* **INSTRUCTION**: In the records below, rewrite the stretch from the line containing "trace beige wall, every instance" through the line containing "Outlines of the beige" as a numbered list, one item per line, omitting any blank lines.
● ● ● ● ● ● ●
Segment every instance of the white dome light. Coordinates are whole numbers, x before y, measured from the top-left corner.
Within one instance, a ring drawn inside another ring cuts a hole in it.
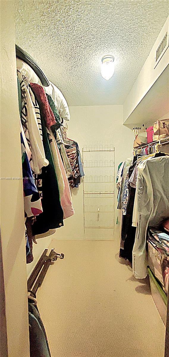
[[[114,72],[114,57],[106,55],[101,59],[101,74],[103,78],[108,81],[113,75]]]

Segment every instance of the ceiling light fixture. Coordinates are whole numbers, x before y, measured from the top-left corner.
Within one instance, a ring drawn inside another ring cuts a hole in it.
[[[113,75],[114,72],[114,57],[110,55],[104,56],[101,59],[101,74],[103,78],[108,81]]]

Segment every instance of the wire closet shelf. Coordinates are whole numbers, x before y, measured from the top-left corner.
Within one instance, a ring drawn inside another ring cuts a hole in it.
[[[82,150],[85,239],[112,239],[114,212],[114,148],[96,143]]]

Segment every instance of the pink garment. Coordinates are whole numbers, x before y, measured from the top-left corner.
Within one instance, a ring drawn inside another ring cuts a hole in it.
[[[149,144],[153,141],[153,135],[154,134],[153,127],[149,126],[146,129],[147,135],[147,142]]]
[[[71,216],[73,216],[74,214],[75,211],[72,206],[71,193],[66,171],[63,166],[63,162],[61,158],[61,156],[60,156],[59,150],[54,138],[54,140],[55,140],[55,143],[59,157],[59,165],[65,184],[64,193],[62,197],[61,197],[60,203],[64,213],[63,218],[64,219],[65,219],[65,218],[68,218],[68,217],[70,217]]]
[[[45,91],[41,86],[36,83],[30,83],[30,85],[37,101],[40,102],[44,121],[47,127],[49,129],[56,123]]]

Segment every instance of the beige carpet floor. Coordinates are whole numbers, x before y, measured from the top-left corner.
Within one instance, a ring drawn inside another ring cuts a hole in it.
[[[110,241],[53,241],[64,253],[38,293],[52,357],[163,357],[165,328],[145,281]]]

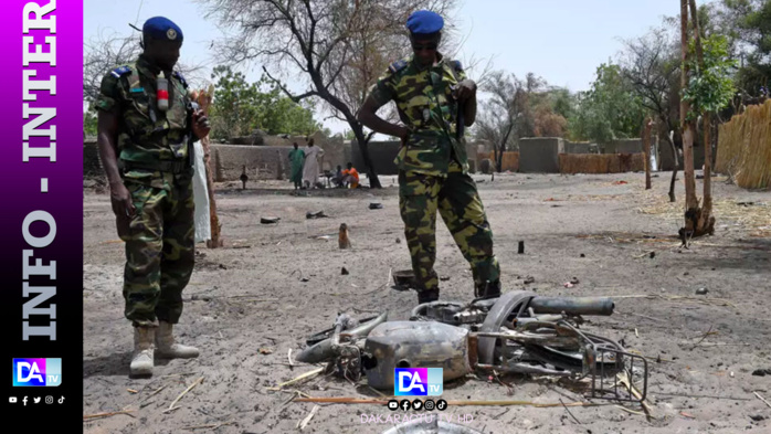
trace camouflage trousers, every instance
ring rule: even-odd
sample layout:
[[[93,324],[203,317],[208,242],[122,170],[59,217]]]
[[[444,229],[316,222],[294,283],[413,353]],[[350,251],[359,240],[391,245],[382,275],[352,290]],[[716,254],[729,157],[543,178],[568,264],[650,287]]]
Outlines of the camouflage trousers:
[[[419,290],[439,289],[436,261],[436,211],[468,261],[477,288],[500,277],[493,254],[493,231],[474,180],[454,161],[445,177],[399,172],[399,211],[412,257]]]
[[[117,222],[126,242],[125,316],[135,327],[177,324],[196,255],[192,182],[157,188],[127,179],[126,187],[136,213]]]

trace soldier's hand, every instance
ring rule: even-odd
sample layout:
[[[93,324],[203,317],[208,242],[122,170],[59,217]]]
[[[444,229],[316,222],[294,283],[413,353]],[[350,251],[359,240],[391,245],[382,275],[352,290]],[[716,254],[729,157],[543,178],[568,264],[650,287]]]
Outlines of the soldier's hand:
[[[399,135],[397,137],[399,137],[401,139],[401,141],[402,141],[401,146],[405,146],[406,140],[410,138],[410,129],[400,125],[399,126]]]
[[[192,130],[196,137],[203,138],[209,135],[211,130],[211,125],[209,125],[209,118],[201,110],[196,110],[192,114]]]
[[[455,97],[463,103],[472,96],[476,95],[476,83],[473,80],[464,80],[457,84]]]
[[[110,186],[109,200],[113,203],[113,212],[118,218],[131,218],[137,211],[136,208],[134,208],[131,193],[126,186],[122,183]]]

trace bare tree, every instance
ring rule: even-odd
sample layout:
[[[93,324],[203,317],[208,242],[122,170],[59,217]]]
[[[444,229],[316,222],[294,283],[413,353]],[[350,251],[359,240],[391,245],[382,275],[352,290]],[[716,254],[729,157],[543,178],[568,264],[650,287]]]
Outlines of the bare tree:
[[[658,119],[659,136],[669,142],[675,167],[669,182],[669,201],[675,201],[675,180],[679,159],[669,131],[675,130],[678,114],[679,63],[678,46],[667,29],[654,29],[648,34],[624,41],[621,65],[642,105]]]
[[[404,23],[411,12],[431,9],[444,17],[455,0],[199,0],[208,17],[232,31],[219,46],[239,64],[260,61],[265,73],[296,102],[315,97],[348,123],[365,159],[370,186],[380,188],[363,127],[356,118],[368,88],[389,62],[405,54]],[[278,73],[302,77],[307,88],[291,92]]]
[[[489,73],[482,91],[489,94],[489,98],[482,104],[475,134],[478,139],[493,144],[495,165],[501,171],[504,152],[517,149],[520,137],[538,136],[540,130],[548,135],[555,130],[551,118],[556,115],[548,107],[546,81],[532,73],[525,80],[503,71]],[[564,121],[561,116],[559,118]]]

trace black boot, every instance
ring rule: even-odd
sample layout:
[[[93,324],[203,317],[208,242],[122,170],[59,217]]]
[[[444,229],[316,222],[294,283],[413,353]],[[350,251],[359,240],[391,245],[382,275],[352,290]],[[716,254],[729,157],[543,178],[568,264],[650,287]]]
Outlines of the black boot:
[[[439,299],[439,289],[423,289],[418,292],[418,304],[436,301]]]

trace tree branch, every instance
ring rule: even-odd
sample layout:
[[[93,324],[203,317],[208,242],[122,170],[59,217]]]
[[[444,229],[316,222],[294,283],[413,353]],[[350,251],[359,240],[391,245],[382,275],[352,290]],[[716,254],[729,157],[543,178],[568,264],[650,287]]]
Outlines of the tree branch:
[[[272,81],[273,83],[275,83],[275,84],[278,86],[278,88],[281,88],[282,92],[284,92],[284,94],[285,94],[287,97],[289,97],[289,99],[294,100],[295,103],[299,103],[302,99],[305,99],[305,98],[307,98],[307,97],[309,97],[309,96],[318,96],[318,93],[317,93],[316,91],[308,91],[308,92],[306,92],[306,93],[304,93],[304,94],[300,94],[300,95],[293,95],[292,92],[289,92],[289,89],[287,89],[287,88],[284,86],[284,84],[282,84],[281,81],[274,78],[273,75],[271,75],[271,73],[267,72],[267,68],[266,68],[265,66],[263,66],[263,71],[265,72],[265,75],[267,75],[267,77],[271,78],[271,81]]]

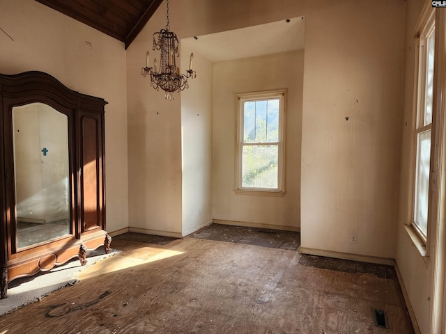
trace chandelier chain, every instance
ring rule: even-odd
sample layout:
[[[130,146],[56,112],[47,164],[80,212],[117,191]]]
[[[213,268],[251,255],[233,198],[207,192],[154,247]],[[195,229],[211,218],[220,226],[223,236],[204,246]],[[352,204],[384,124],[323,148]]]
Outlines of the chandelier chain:
[[[167,24],[166,24],[166,30],[170,30],[170,26],[169,25],[169,0],[167,0]]]
[[[155,58],[153,67],[150,67],[150,53],[146,54],[146,67],[141,69],[141,75],[150,77],[151,86],[156,90],[160,88],[164,91],[167,100],[172,100],[175,92],[180,92],[189,88],[187,79],[195,78],[195,71],[192,70],[194,54],[190,54],[189,70],[180,74],[180,68],[176,65],[176,58],[180,56],[178,51],[178,39],[176,34],[170,31],[169,22],[169,0],[167,4],[167,25],[165,29],[161,29],[153,33],[152,49],[160,50],[160,63]]]

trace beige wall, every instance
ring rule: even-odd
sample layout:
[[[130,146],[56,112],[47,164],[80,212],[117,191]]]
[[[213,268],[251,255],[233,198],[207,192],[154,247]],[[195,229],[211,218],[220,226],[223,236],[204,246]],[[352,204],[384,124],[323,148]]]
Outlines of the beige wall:
[[[189,68],[190,45],[181,43],[183,72]],[[187,94],[181,95],[183,152],[182,234],[212,223],[213,63],[197,52]]]
[[[410,224],[413,220],[411,202],[413,191],[410,187],[413,177],[410,166],[412,147],[412,122],[413,111],[413,85],[415,57],[416,53],[414,33],[415,24],[424,1],[409,0],[406,3],[406,52],[404,66],[404,99],[401,121],[401,149],[400,197],[397,240],[396,261],[401,273],[403,283],[410,305],[416,316],[416,321],[421,333],[427,333],[430,328],[431,310],[431,289],[433,260],[423,259],[414,247],[403,224]],[[425,261],[425,260],[427,260]]]
[[[302,247],[394,258],[405,1],[318,6],[306,15]]]
[[[300,218],[300,146],[304,51],[217,63],[214,65],[213,218],[296,230]],[[234,193],[234,94],[287,88],[283,197]]]
[[[0,72],[46,72],[105,99],[107,229],[128,225],[125,52],[123,43],[32,0],[0,0]],[[86,46],[86,41],[91,45]]]
[[[300,226],[302,246],[310,250],[394,257],[404,6],[403,0],[286,0],[280,6],[272,0],[170,3],[171,27],[180,39],[306,17]],[[130,223],[180,233],[181,104],[178,97],[164,101],[139,74],[152,34],[164,25],[163,3],[128,49]],[[220,90],[214,87],[214,91],[217,117]],[[180,99],[188,94],[192,93],[185,90]],[[233,131],[230,122],[223,130],[216,119],[214,124],[215,138],[219,131]],[[300,146],[299,135],[287,144]],[[217,145],[214,152],[220,154]],[[233,173],[228,163],[233,159],[231,150],[214,156],[213,218],[222,218],[224,209],[235,205],[240,214],[224,216],[254,221],[255,214],[234,201],[228,188],[233,182],[223,185],[231,175],[220,173],[219,165],[227,164],[224,170]],[[296,177],[298,169],[287,176]],[[293,196],[295,201],[287,205],[292,213],[282,216],[281,224],[285,216],[294,219],[287,223],[299,224],[299,196]],[[262,200],[249,203],[256,208]],[[253,207],[247,211],[254,212]],[[351,234],[357,234],[357,244],[351,244]]]

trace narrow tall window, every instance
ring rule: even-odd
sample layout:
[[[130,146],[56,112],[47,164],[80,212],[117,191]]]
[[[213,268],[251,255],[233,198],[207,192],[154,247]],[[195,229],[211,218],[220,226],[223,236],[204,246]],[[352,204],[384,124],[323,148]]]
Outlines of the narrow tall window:
[[[435,22],[433,20],[426,24],[420,36],[419,50],[413,225],[426,240],[431,170],[433,55],[435,50]]]
[[[239,94],[236,188],[284,191],[285,90]]]

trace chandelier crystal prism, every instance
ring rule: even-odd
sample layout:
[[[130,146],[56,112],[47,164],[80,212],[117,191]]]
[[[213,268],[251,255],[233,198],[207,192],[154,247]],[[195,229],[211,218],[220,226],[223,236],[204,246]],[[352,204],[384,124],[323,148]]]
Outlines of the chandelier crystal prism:
[[[146,67],[141,69],[141,75],[150,76],[151,86],[160,90],[164,91],[166,99],[172,100],[175,92],[180,92],[189,88],[187,79],[197,76],[192,70],[194,54],[190,54],[189,70],[185,74],[180,74],[180,68],[176,66],[176,58],[180,56],[178,51],[178,39],[176,34],[170,31],[169,25],[169,0],[167,2],[167,24],[166,28],[153,33],[153,46],[152,50],[160,50],[160,65],[156,58],[153,61],[153,67],[149,67],[150,53],[146,54]]]

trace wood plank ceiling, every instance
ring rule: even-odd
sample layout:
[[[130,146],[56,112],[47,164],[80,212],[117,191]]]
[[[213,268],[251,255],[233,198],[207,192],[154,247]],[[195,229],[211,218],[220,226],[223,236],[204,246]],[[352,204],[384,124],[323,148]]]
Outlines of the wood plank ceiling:
[[[124,42],[125,49],[163,0],[36,0]]]

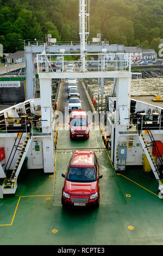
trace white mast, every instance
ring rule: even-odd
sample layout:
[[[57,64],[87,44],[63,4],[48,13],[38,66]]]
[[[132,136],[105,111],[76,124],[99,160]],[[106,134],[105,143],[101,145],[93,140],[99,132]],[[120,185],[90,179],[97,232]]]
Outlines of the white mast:
[[[87,7],[88,2],[88,7]],[[86,53],[87,39],[89,34],[90,0],[79,0],[79,35],[80,37],[80,54],[82,58],[83,71],[86,71],[85,54]],[[88,19],[88,31],[87,20]]]

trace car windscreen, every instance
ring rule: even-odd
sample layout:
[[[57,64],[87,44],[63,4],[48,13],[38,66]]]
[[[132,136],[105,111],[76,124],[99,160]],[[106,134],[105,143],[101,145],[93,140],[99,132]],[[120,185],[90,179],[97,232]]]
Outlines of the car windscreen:
[[[67,180],[77,182],[91,182],[96,181],[93,167],[70,167]]]
[[[69,92],[70,93],[78,93],[78,91],[77,89],[70,89]]]
[[[78,98],[70,99],[69,103],[80,103],[80,100]]]
[[[68,83],[68,86],[76,86],[76,83],[72,83],[70,82],[70,83]]]
[[[86,118],[73,118],[71,121],[72,126],[86,126],[87,121]]]

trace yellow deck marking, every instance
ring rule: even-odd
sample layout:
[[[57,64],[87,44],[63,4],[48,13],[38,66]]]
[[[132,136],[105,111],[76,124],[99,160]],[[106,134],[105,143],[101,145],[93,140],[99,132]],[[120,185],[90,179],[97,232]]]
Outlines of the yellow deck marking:
[[[51,200],[51,197],[46,197],[46,200]]]
[[[130,197],[131,196],[130,196],[130,194],[127,194],[126,195],[126,197]]]
[[[21,196],[20,197],[19,197],[18,202],[17,203],[16,209],[15,209],[15,210],[14,216],[12,217],[12,219],[11,223],[10,224],[0,224],[0,226],[7,226],[7,225],[9,226],[9,225],[12,225],[13,221],[14,221],[14,218],[15,217],[16,212],[17,211],[17,208],[18,208],[20,199],[22,197],[48,197],[46,198],[46,199],[47,200],[49,200],[51,199],[51,198],[48,197],[49,197],[49,196],[53,197],[54,196],[54,187],[55,187],[55,174],[56,174],[56,168],[55,168],[55,167],[56,167],[56,159],[57,159],[57,155],[55,155],[55,163],[54,163],[54,182],[53,182],[53,194],[41,194],[41,195],[35,195],[35,195],[34,196]],[[52,176],[53,176],[53,175],[52,175]],[[57,231],[57,232],[58,232],[58,231]]]
[[[159,197],[159,198],[160,199],[163,199],[163,198],[161,198],[160,197],[159,197],[159,196],[156,194],[155,194],[154,193],[153,193],[153,192],[151,191],[150,190],[147,190],[147,188],[146,188],[145,187],[143,187],[142,186],[141,186],[141,185],[140,184],[138,184],[138,183],[136,183],[135,182],[135,181],[134,181],[133,180],[130,180],[130,179],[129,179],[128,178],[126,177],[126,176],[124,176],[123,175],[120,174],[120,173],[117,173],[117,175],[121,175],[121,176],[122,176],[123,177],[125,178],[126,179],[127,179],[127,180],[129,180],[130,181],[131,181],[133,183],[135,183],[135,184],[136,184],[138,186],[139,186],[140,187],[142,187],[142,188],[143,188],[144,190],[147,190],[147,191],[148,191],[150,193],[152,193],[152,194],[154,194],[155,196],[156,196],[158,197]]]
[[[130,230],[133,230],[133,229],[134,229],[135,228],[134,228],[134,227],[133,227],[133,226],[129,225],[129,226],[128,227],[128,228],[129,229],[130,229]]]
[[[52,230],[53,233],[57,233],[58,231],[58,230],[57,229],[57,228],[54,228],[54,229]]]
[[[111,161],[111,159],[110,159],[110,156],[109,156],[109,153],[108,153],[108,157],[109,158],[109,160],[110,160],[110,163],[111,163],[111,166],[112,166],[112,167],[114,169],[114,166],[113,166],[113,164],[112,164],[112,161]]]

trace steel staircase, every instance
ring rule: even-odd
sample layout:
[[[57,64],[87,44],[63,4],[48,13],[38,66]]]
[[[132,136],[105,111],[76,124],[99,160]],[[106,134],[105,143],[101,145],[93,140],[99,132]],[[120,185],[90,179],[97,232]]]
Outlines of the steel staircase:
● ● ● ● ● ● ●
* **SOLUTION TO THE PROBLEM**:
1. trace beige wall, every instance
2. ring rule: even-odd
3. sample layout:
4. [[[130,146],[56,112],[47,164],[80,212],[117,191]]]
5. [[[213,268],[251,255],[233,198],[207,192],[154,247]],[[195,229],[211,218],[220,226],[223,236],[204,246]],[[352,204],[384,124],[323,148]]]
6. Outlines of the beige wall:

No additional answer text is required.